▶ [CONSIGNES]
(1) Relevez les convictions sur lesquelles repose la position du pape selon l'extrait présenté.
(2) Sélectionnez chaque ligne des entrées où figure le mot « oval ». La casse compte.

La 28e Conférence des Parties (COP 28) de la Convention-cadre des Nations unies sur les changements climatiques (CCNUCC) se tient à Dubaï du 30 novembre au 12 décembre. Comme à chacun de ces rendez-vous annuels, les opinions oscillent entre l’espoir et la désillusion. Plutôt que s’en remettre à des impressions, le pape François préfère afficher une conviction, celle qu’il est encore possible d’inverser la tendance d’un réchauffement climatique dont les effets affectent non seulement la planète mais d’abord les hommes qui en sont les gardiens.
La COP 28 pourrait apparaître comme une énième réunion de ce type, plus forte à effectuer des constats qu’à adopter des mesures. Pourtant, par rapport aux précédentes conférences, celle-ci est appelée à prendre la responsabilité particulière de dresser le bilan de la mise en œuvre de l’Accord de Paris voté à l’issue de la COP 21 en 2015. Or les ambitions affichées alors ne seront manifestement pas tenues : plutôt qu’un réchauffement limité à 1,5°C d’ici la fin du siècle par rapport à l’ère pré-industrielle, il faut s’attendre davantage à une élévation des températures allant de 2,5°C à 2,9°C. La cause en est la trop forte émission des gaz à effet de serre générée par l’utilisation massive des énergies fossiles.
Face à cette situation, certains préconisent l’adoption de technologies de capture et de séquestration du carbone. C’est le cas, en particulier, des pays producteurs de pétrole et l’on peut penser que le pays hôte de la COP 28 ira dans ce sens, d’autant plus que la conférence sera présidée par Ahmed al-Jaber, ministre émirati de l’industrie et directeur général de la société Abu Dhabi National Oil Company. Ce n’est pas la position de la France, le président Emmanuel Macron ayant déjà appelé les participants “à ne pas se divertir”, encore moins celle du Vatican.
Comme il l’avait fait avant la COP 21 en donnant son encyclique Laudato si’ sur la sauvegarde de la maison commune, le pape François a publié, le 4 octobre dernier, en la fête de saint François d’Assise, l’exhortation apostolique Laudate Deum dont il explique à la fin le sens de son titre (LD, 73) :
Louez Dieu est le nom de cette lettre. Parce qu’un être humain qui prétend prendre la place de Dieu devient le pire danger pour lui-même.
Si l’exhortation est une forme d’actualisation de l’encyclique huit ans après la parution de celle-ci, elle en est surtout la déclinaison pratique afin de parvenir à un accord réellement valable à l’issue de la COP 28. La position du Pape repose sur quelques convictions simples et fortes qu’il expose dans sa lettre : la réalité du réchauffement climatique, l’incontestable responsabilité de l’homme dans cette situation et les conséquences désastreuses pour les plus pauvres.

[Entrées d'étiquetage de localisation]
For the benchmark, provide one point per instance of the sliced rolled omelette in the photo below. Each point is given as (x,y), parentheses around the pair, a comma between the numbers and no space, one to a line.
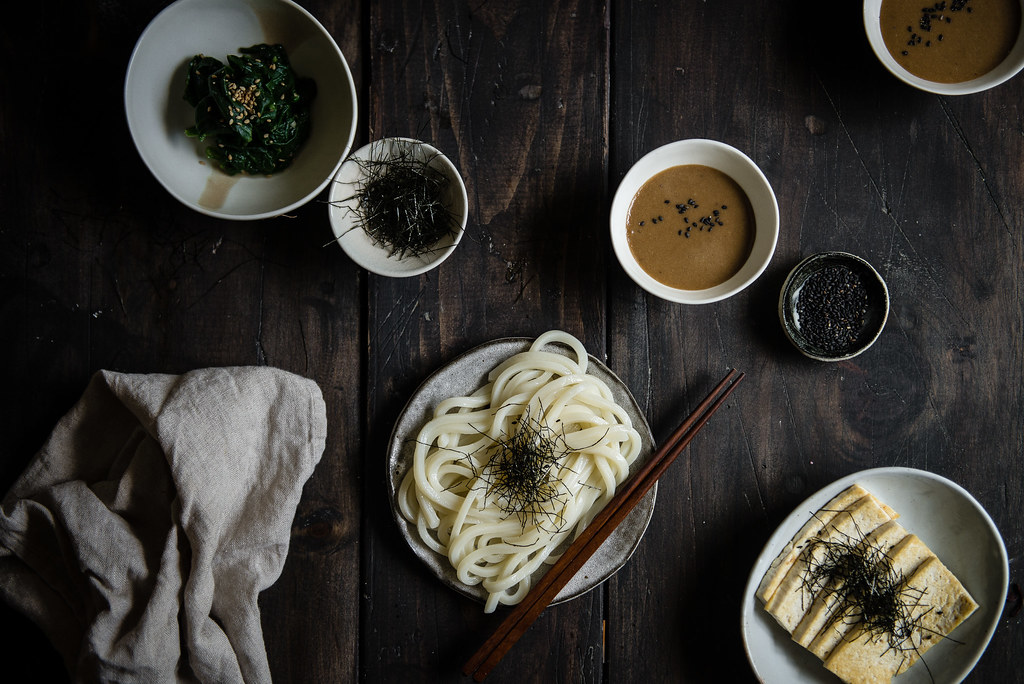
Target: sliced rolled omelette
(791,601)
(776,571)
(866,657)
(825,617)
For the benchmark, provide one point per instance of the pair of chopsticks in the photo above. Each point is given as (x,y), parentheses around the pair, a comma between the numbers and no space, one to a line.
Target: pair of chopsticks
(523,614)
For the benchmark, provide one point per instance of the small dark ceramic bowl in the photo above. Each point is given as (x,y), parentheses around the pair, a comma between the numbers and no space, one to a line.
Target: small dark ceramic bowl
(811,335)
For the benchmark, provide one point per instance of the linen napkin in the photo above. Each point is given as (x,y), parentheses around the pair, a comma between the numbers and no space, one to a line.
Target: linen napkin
(141,533)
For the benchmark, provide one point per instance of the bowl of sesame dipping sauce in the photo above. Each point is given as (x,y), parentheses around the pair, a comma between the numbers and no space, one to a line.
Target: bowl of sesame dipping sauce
(947,47)
(694,221)
(833,306)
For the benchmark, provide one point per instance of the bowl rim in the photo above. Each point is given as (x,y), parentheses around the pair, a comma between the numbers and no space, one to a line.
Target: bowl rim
(359,245)
(716,155)
(784,302)
(131,72)
(1009,68)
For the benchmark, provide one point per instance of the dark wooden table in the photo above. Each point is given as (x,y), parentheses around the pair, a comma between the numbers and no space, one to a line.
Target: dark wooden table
(543,107)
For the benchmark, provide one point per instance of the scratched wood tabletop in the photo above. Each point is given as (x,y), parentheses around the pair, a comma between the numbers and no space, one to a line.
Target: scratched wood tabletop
(543,107)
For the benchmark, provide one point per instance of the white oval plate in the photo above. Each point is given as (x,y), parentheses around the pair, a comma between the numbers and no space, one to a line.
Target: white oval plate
(460,378)
(950,521)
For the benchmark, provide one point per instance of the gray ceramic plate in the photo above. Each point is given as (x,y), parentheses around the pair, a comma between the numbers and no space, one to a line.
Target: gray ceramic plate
(461,377)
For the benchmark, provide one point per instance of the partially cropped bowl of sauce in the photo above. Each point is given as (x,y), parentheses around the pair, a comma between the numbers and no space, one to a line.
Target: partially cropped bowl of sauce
(949,41)
(690,226)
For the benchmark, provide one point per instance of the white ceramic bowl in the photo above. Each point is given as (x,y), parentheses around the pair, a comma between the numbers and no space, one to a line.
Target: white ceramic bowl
(357,245)
(158,115)
(1007,70)
(727,160)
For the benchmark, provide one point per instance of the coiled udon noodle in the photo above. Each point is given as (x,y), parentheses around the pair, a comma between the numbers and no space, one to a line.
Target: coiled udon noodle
(466,492)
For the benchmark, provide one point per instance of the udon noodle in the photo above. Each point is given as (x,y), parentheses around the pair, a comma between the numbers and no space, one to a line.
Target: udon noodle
(502,478)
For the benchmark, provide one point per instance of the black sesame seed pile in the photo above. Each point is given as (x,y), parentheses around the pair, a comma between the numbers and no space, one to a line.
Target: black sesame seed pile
(930,16)
(832,307)
(708,222)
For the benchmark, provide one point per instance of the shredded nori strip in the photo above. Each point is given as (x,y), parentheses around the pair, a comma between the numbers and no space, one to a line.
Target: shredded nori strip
(400,201)
(254,109)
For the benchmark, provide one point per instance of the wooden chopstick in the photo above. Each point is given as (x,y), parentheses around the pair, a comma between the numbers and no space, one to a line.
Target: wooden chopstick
(523,614)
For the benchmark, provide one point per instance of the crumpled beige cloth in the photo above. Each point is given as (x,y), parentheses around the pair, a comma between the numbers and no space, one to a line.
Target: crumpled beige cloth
(141,533)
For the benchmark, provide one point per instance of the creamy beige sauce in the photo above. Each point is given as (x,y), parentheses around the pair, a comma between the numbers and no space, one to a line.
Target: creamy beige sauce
(949,41)
(690,227)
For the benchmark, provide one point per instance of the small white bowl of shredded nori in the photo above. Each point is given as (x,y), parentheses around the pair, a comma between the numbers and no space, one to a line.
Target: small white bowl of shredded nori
(833,306)
(241,109)
(397,207)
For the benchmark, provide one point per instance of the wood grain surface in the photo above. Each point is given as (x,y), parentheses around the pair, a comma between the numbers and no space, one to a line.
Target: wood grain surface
(543,107)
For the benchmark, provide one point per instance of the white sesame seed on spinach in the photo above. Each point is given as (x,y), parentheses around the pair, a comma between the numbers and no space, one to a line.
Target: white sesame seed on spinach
(254,109)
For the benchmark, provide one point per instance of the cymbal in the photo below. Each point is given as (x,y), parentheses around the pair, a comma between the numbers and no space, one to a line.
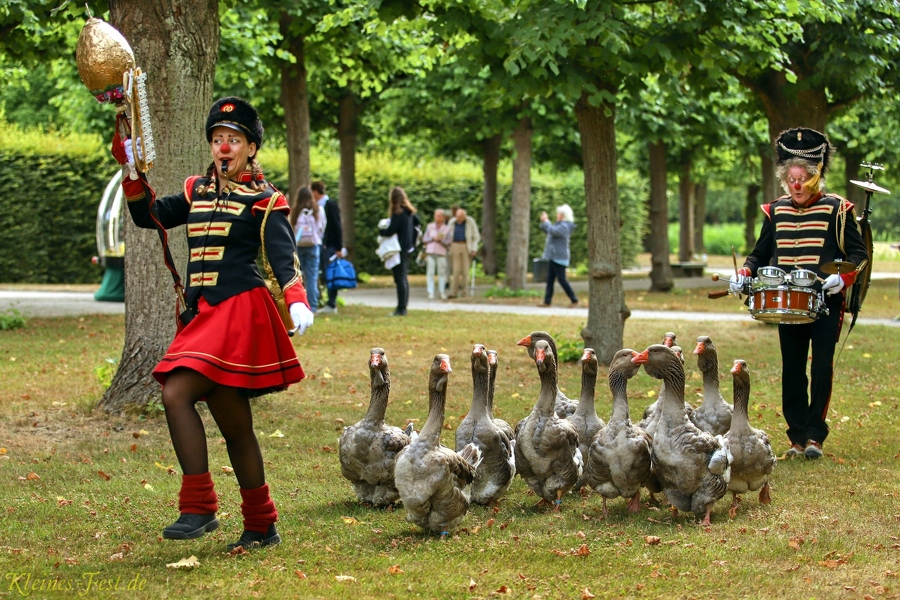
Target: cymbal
(869,186)
(838,267)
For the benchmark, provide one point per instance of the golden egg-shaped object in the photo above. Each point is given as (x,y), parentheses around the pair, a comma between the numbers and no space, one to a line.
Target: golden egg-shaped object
(103,55)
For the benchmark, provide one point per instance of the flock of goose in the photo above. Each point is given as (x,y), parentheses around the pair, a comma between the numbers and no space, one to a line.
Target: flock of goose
(692,455)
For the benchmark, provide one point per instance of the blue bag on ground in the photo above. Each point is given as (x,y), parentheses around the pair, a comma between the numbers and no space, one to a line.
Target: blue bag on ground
(340,274)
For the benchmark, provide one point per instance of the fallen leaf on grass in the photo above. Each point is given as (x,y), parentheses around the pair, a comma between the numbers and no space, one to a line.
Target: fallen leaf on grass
(185,563)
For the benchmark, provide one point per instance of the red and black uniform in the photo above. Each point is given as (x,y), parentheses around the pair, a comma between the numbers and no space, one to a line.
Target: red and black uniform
(806,238)
(237,338)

▶ [CORRIGÉ]
(1)
- la réalité du réchauffement climatique
- l'incontestable responsabilité de l'homme dans cette situation
- les conséquences désastreuses pour les plus pauvres

(2)
For the benchmark, provide one point per instance of the white oval plate in the photo above. Each point is given as (x,y), parentheses around the pair, a comma between the numbers and no space, one to a line.
Target: white oval plate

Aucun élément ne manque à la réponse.